Input rows:
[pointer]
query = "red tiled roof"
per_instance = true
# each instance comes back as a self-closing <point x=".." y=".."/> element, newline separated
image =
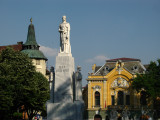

Set exercise:
Copy every line of the records above word for word, leaving out the pictures.

Exercise output:
[pointer]
query = "red tiled roof"
per_instance = true
# each instance comes back as a self-closing <point x=".." y=".."/> element, newline separated
image =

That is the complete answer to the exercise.